What is needed:
Leaving the pictures aside, reproduce the data in full and word for word.

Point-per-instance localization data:
>>>

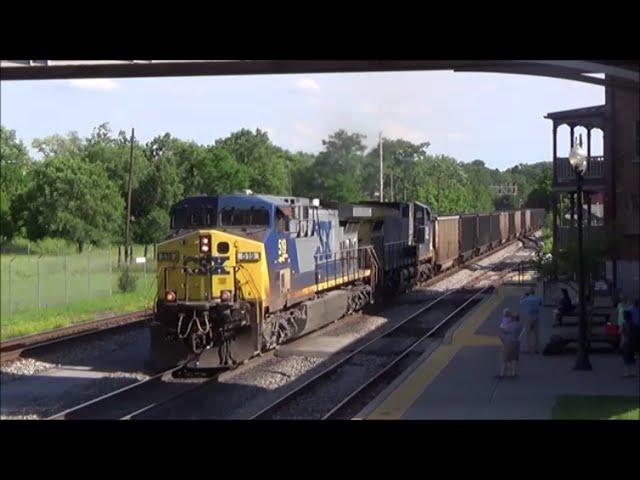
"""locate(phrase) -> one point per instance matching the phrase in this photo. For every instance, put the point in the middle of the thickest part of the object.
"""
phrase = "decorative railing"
(565, 173)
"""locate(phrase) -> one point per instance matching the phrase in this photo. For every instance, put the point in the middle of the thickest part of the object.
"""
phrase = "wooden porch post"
(554, 204)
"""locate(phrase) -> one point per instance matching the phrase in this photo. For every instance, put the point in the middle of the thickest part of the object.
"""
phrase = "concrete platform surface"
(457, 380)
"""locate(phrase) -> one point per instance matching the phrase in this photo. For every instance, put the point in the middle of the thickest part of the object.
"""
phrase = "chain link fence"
(41, 281)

<<<

Output below:
"""locate(phrase) -> one point per instance matching the phrase in this photo. For every instance, put the point in the middle of the thickest part of the object.
"""
phrase = "decorative railing"
(565, 173)
"""locate(phrase) -> one point per instance matching the phrase in this photo. For every instance, put the point in the middle of the thickest part of the object.
"""
phrase = "wooden porch post"
(554, 204)
"""locate(phrase) -> one point per instance matching the phrase in this photo. For every instance, put the point in the middle of the thickest part of the object.
"""
phrase = "concrete platform surface"
(457, 380)
"""locate(phrase) -> one point per instance matching the phrase in this photo. For every instance, put the point in the middle of the thickest part of the object.
"""
phrase = "chain link fence"
(41, 281)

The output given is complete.